Dataset items:

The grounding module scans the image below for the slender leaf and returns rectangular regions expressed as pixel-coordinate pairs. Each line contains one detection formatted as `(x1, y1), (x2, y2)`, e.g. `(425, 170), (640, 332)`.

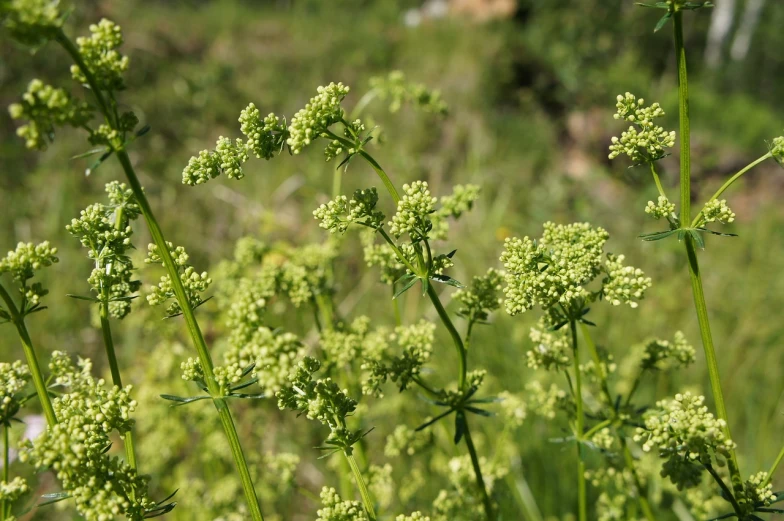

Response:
(453, 410), (466, 444)
(393, 275), (418, 299)
(639, 229), (678, 241)
(654, 11), (672, 32)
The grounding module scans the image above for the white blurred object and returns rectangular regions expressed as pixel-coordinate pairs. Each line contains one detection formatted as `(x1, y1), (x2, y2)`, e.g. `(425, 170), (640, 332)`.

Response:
(730, 0), (766, 61)
(705, 0), (736, 69)
(404, 0), (516, 27)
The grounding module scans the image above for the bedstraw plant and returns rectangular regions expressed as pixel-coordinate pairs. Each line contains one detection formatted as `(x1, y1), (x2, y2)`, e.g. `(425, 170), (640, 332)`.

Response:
(1, 0), (782, 520)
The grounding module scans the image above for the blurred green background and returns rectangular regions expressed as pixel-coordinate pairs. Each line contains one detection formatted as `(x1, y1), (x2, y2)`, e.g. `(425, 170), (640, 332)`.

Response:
(1, 0), (783, 519)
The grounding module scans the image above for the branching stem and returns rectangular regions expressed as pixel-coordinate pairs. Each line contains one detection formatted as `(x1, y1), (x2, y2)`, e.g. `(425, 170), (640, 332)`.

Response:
(0, 283), (56, 426)
(55, 28), (265, 521)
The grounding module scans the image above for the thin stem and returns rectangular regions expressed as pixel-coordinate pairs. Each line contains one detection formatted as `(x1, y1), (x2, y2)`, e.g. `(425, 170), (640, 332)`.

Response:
(345, 451), (377, 521)
(391, 283), (402, 327)
(581, 325), (656, 520)
(357, 151), (400, 203)
(350, 90), (377, 120)
(649, 162), (668, 201)
(583, 418), (613, 440)
(425, 284), (467, 390)
(684, 237), (742, 491)
(674, 11), (691, 227)
(55, 27), (265, 519)
(2, 423), (9, 518)
(0, 283), (56, 427)
(690, 152), (773, 228)
(763, 443), (784, 487)
(462, 415), (495, 521)
(99, 298), (137, 469)
(620, 439), (657, 521)
(569, 319), (587, 521)
(376, 228), (419, 274)
(673, 11), (743, 495)
(704, 463), (743, 517)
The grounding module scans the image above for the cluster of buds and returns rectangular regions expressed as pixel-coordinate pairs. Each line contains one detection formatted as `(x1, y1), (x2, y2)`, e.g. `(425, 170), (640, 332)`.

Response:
(362, 320), (435, 397)
(66, 182), (142, 318)
(145, 242), (212, 316)
(635, 392), (736, 490)
(7, 79), (92, 150)
(388, 181), (437, 238)
(369, 70), (448, 115)
(701, 199), (736, 225)
(20, 351), (154, 520)
(645, 196), (676, 220)
(608, 92), (676, 163)
(500, 222), (609, 314)
(526, 320), (571, 371)
(287, 82), (350, 155)
(313, 188), (385, 233)
(452, 268), (503, 324)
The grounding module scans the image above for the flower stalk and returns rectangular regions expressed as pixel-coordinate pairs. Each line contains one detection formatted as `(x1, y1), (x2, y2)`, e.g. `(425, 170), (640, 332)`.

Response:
(672, 9), (743, 494)
(53, 28), (265, 521)
(0, 283), (56, 427)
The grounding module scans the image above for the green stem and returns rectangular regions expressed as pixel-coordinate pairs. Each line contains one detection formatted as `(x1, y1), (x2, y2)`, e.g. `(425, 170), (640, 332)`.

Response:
(0, 283), (56, 427)
(462, 415), (495, 521)
(583, 418), (613, 440)
(674, 10), (743, 495)
(620, 439), (657, 521)
(763, 443), (784, 487)
(357, 151), (400, 203)
(55, 27), (265, 519)
(704, 463), (743, 517)
(345, 450), (377, 521)
(425, 284), (467, 390)
(116, 149), (264, 520)
(684, 235), (742, 491)
(2, 423), (9, 518)
(690, 152), (772, 228)
(649, 162), (668, 201)
(99, 298), (137, 469)
(569, 319), (587, 521)
(674, 11), (691, 227)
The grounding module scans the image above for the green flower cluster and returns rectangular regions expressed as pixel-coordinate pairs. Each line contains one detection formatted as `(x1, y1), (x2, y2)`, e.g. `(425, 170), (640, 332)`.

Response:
(609, 92), (676, 163)
(645, 196), (675, 220)
(497, 391), (527, 428)
(452, 268), (503, 324)
(321, 316), (374, 368)
(0, 0), (62, 46)
(316, 487), (368, 521)
(0, 241), (58, 311)
(324, 118), (365, 162)
(360, 229), (408, 285)
(737, 471), (775, 512)
(277, 357), (363, 450)
(500, 222), (610, 314)
(396, 513), (430, 521)
(525, 381), (568, 419)
(635, 392), (736, 490)
(772, 135), (784, 165)
(239, 103), (288, 160)
(0, 475), (30, 504)
(361, 320), (435, 397)
(71, 19), (129, 91)
(432, 455), (506, 521)
(602, 254), (652, 308)
(430, 184), (481, 240)
(527, 320), (571, 371)
(222, 326), (304, 393)
(145, 242), (211, 316)
(182, 136), (249, 185)
(20, 351), (154, 521)
(369, 71), (448, 115)
(313, 188), (385, 233)
(7, 79), (92, 150)
(287, 82), (350, 155)
(66, 182), (141, 318)
(384, 425), (431, 457)
(701, 199), (735, 225)
(641, 331), (695, 370)
(0, 360), (30, 422)
(388, 181), (437, 238)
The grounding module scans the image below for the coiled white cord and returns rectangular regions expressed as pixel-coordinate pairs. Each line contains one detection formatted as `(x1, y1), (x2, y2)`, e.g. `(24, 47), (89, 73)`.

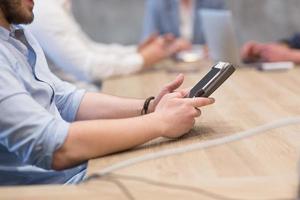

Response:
(85, 117), (300, 180)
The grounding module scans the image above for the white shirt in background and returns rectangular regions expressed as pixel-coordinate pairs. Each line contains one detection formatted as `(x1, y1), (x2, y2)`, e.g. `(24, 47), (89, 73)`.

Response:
(28, 0), (144, 87)
(179, 0), (195, 41)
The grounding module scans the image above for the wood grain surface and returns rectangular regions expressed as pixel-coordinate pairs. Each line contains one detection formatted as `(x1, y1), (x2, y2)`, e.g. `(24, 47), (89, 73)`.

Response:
(1, 61), (300, 200)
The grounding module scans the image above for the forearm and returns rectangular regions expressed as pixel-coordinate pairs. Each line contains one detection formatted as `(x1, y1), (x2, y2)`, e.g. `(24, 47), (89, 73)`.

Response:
(76, 92), (145, 120)
(88, 52), (144, 80)
(52, 113), (161, 170)
(91, 42), (138, 55)
(53, 90), (215, 170)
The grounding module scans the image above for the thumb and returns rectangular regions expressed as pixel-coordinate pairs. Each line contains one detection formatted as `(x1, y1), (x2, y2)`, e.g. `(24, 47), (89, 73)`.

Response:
(164, 74), (184, 92)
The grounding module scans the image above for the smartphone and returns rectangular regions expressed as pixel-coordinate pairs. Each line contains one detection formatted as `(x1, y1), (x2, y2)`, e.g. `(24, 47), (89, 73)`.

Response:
(188, 62), (236, 98)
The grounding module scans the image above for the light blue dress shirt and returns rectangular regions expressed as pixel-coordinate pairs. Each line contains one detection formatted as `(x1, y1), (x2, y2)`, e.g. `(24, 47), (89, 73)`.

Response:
(142, 0), (225, 44)
(0, 25), (87, 185)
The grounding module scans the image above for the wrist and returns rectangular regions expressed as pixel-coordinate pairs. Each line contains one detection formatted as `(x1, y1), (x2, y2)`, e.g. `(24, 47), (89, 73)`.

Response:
(148, 99), (156, 113)
(140, 51), (151, 68)
(141, 96), (155, 115)
(146, 112), (166, 138)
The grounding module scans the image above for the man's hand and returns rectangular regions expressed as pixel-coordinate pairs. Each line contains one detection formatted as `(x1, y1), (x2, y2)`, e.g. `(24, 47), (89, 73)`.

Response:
(138, 33), (158, 52)
(139, 34), (193, 68)
(167, 38), (192, 53)
(139, 35), (174, 67)
(259, 44), (299, 62)
(241, 41), (298, 63)
(148, 74), (185, 113)
(154, 92), (215, 138)
(241, 41), (264, 62)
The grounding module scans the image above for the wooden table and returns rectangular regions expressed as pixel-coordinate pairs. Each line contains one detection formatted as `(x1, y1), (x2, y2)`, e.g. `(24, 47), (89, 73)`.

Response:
(1, 61), (300, 200)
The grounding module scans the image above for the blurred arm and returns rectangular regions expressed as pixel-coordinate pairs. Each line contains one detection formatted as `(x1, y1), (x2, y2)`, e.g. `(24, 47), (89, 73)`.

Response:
(28, 0), (144, 81)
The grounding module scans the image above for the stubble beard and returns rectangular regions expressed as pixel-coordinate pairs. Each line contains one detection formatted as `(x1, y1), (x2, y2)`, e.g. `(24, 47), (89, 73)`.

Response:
(0, 0), (34, 25)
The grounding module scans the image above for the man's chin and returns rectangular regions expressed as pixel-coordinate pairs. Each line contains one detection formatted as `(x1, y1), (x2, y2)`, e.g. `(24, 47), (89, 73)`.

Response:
(11, 14), (34, 24)
(22, 14), (34, 24)
(23, 8), (34, 22)
(20, 8), (34, 23)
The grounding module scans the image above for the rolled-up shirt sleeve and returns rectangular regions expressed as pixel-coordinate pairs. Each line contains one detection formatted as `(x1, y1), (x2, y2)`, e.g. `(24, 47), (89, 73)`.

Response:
(0, 65), (70, 170)
(51, 74), (86, 122)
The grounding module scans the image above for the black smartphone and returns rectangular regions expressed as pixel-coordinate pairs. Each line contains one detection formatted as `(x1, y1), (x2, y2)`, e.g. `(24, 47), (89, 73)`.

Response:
(188, 62), (236, 98)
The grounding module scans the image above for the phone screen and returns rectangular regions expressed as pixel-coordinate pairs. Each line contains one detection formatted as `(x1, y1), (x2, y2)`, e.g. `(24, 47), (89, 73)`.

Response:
(189, 67), (221, 98)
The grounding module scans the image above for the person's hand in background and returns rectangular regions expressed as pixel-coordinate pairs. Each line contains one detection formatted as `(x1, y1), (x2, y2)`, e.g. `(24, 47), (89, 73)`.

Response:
(167, 37), (192, 53)
(259, 43), (300, 63)
(241, 41), (300, 63)
(139, 34), (175, 67)
(241, 41), (264, 62)
(138, 34), (193, 68)
(138, 33), (158, 52)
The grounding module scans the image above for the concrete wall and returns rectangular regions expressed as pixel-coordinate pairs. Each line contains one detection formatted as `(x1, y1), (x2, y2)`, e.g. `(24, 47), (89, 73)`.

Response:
(72, 0), (145, 45)
(72, 0), (300, 45)
(228, 0), (300, 44)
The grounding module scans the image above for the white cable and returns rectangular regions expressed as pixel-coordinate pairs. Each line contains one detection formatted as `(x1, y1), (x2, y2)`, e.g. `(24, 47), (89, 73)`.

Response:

WHAT IS REQUIRED: Your task is to list each line of the records with the word "smartphone".

YOUR SOLUTION:
The grounding module scans the image above for the smartphone and returns rectangular regions expressed as pixel-coordinate pairs. Each line contains one detection formatted as `(x1, y1), (x2, y2)`, e.g. `(24, 47), (89, 73)`.
The grounding module scans the image above for the black smartphone and returns rectangular regions expressed as pixel-coordinate pairs. Each line contains one detection formatted as `(x1, y1), (x2, y2)`, e.g. `(24, 47), (89, 73)`.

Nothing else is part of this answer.